- _Stated problem_
Change each "hanging towel" in these lines to "hanging cloth" and reproduce everything else unaltered.

- _Provided entries_
***

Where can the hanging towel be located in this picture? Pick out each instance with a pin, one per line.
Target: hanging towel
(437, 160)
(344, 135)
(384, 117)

***

- _Exercise solution_
Where can the hanging cloth be located in this picture? Pick out each instance with a pin, one per line.
Target: hanging cloth
(437, 160)
(344, 135)
(384, 117)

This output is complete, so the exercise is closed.